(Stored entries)
►

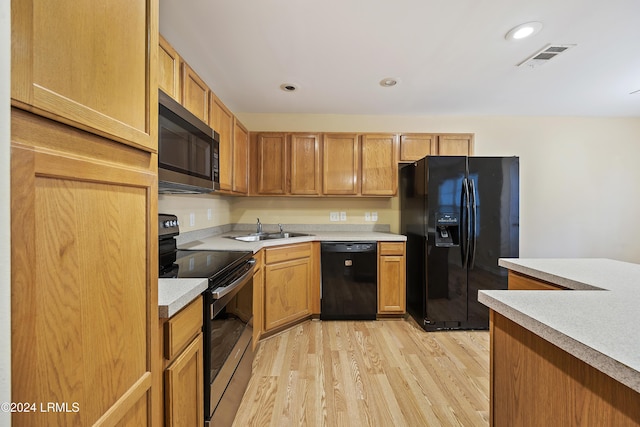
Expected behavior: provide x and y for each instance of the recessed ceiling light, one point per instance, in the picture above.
(288, 87)
(523, 31)
(389, 82)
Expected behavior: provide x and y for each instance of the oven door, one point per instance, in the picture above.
(227, 333)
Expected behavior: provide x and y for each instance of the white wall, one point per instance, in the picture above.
(5, 241)
(578, 176)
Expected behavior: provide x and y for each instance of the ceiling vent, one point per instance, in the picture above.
(545, 55)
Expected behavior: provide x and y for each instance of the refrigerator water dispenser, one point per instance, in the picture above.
(447, 229)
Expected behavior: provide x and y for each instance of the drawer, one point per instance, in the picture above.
(391, 248)
(287, 252)
(181, 328)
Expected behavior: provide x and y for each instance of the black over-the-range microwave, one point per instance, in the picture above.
(188, 150)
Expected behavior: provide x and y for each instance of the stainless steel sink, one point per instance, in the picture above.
(256, 237)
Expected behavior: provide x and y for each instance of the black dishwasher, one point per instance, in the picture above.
(349, 281)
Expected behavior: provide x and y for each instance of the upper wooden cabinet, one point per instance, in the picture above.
(271, 155)
(415, 146)
(221, 120)
(305, 169)
(340, 164)
(455, 145)
(86, 64)
(169, 70)
(240, 158)
(286, 163)
(78, 317)
(195, 93)
(379, 165)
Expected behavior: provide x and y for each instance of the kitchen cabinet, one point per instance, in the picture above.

◄

> _EXERCISE DIRECTIONS_: Please lay out every line of the material above as a numbered list, skipping blank lines and leaving the pictures out.

> _ANSWER TO THE EXERCISE_:
1. Expected behavior: provide x and y for each instance of the recessed ceiling light, one point per instance, in the picture above.
2. (288, 87)
3. (523, 31)
4. (389, 82)
5. Expected behavior: provide x and y for each instance of the oven door, one point per instance, in the picture above.
6. (227, 333)
7. Expected behavior: provide x and y for each instance of the white wall, one point per instance, in the picture above.
8. (5, 241)
9. (578, 176)
10. Expected behavior: provide x and y for each instance of the ceiling vent, one point per instance, in the picture above.
11. (545, 55)
12. Expected behavior: provide x and y for each instance of the refrigerator water dispenser, one point per instance, in the picture above.
13. (447, 229)
14. Expected behavior: provide x and y for each instance of the drawer, one point per instance, in the picture above.
15. (391, 248)
16. (287, 252)
17. (181, 328)
18. Expected behavior: provide x and y for each instance of the black over-the-range microwave, one point per instance, in the picture above.
19. (188, 150)
20. Expected behavior: provide x and y for each instance of the stainless steel sink, one point per instance, in the picture above.
21. (256, 237)
22. Expected behavior: provide x and y for each instance of the black dishwasher, one point per instance, in the picture above.
23. (349, 281)
24. Expected behavior: provide x and y for each instance of the upper wooden cabinet, one point per instance, in the picture above.
25. (271, 155)
26. (415, 146)
27. (221, 120)
28. (305, 169)
29. (340, 164)
30. (455, 145)
31. (86, 64)
32. (169, 70)
33. (240, 158)
34. (286, 163)
35. (78, 317)
36. (195, 93)
37. (379, 165)
38. Expected behavior: provide x and y for each instance of the kitchen cabinet, one point per instance, in the picture above.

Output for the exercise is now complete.